WORK TO COMPLETE
Repeat the data precisely as given.

THE DATA

════

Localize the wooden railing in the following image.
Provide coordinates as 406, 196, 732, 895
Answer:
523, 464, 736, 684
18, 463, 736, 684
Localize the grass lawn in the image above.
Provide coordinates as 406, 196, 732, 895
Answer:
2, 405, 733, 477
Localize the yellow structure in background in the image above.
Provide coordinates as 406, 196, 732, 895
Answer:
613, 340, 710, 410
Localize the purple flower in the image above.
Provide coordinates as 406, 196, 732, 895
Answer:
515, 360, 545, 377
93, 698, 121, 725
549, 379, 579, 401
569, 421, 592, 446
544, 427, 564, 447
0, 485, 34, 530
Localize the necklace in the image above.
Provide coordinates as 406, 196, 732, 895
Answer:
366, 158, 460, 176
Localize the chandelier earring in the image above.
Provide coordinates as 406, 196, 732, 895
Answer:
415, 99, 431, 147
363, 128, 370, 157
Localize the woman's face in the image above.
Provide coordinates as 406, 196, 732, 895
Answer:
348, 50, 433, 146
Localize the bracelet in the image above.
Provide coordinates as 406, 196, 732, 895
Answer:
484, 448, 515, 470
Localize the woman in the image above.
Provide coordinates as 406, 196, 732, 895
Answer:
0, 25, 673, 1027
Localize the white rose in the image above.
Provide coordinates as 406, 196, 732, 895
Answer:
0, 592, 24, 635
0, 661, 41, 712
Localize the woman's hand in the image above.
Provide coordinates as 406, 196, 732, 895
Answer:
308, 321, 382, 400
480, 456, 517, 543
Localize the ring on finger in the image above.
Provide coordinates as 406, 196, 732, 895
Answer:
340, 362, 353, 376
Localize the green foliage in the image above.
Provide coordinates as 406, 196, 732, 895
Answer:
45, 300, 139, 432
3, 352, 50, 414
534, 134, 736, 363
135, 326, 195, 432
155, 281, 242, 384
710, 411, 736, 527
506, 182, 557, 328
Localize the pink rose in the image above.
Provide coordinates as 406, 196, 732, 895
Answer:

════

FINISHED TASK
Localize the wooden railing in the following image.
Provide coordinates as 406, 196, 732, 895
Answer:
523, 464, 736, 684
18, 463, 736, 684
Localize the grass lawn in the image above.
Provide coordinates as 406, 196, 732, 895
Answer:
2, 405, 733, 477
Localize the yellow structure in background in the image above.
Provide coordinates as 406, 196, 732, 895
Answer:
613, 340, 710, 410
Localize the purple flower in the image above.
Provide coordinates as 406, 196, 732, 895
Answer:
515, 360, 545, 377
93, 698, 121, 725
549, 379, 579, 401
569, 421, 592, 446
544, 427, 564, 447
0, 485, 34, 530
Localize the necklace in the image above.
Provide coordinates as 406, 196, 732, 895
Answer:
366, 158, 460, 176
Localize the chandelier earring in the image above.
Provide coordinates as 406, 196, 732, 895
Answer:
415, 99, 431, 147
363, 128, 370, 157
Localize the woman's face in the image above.
Provide coordinates as 406, 196, 732, 895
Answer:
348, 50, 433, 146
Localize the bracelet in the image above.
Provide coordinates as 406, 196, 732, 895
Answer:
484, 448, 515, 470
Localize the woman in the image above.
Provide coordinates as 406, 196, 732, 895
Answer:
0, 25, 673, 1027
Localize the white rose in the image above.
Provide coordinates as 406, 196, 732, 895
Answer:
0, 592, 24, 635
0, 661, 41, 712
Localize the woman's hand in the image above.
Provide coordinates as 406, 196, 732, 895
Answer:
308, 321, 382, 400
480, 456, 517, 543
Localize the ring on finger in the image above.
Provide coordinates as 406, 196, 732, 895
Answer:
340, 362, 353, 376
Localize the green foliage in the image above.
Provide coordinates as 406, 196, 732, 895
Answer:
45, 300, 139, 432
3, 352, 50, 414
534, 134, 736, 363
135, 326, 195, 432
155, 281, 242, 384
710, 411, 736, 527
506, 182, 557, 328
Localize the pink rose in the image above.
Provide coordinates as 406, 196, 732, 895
Answer:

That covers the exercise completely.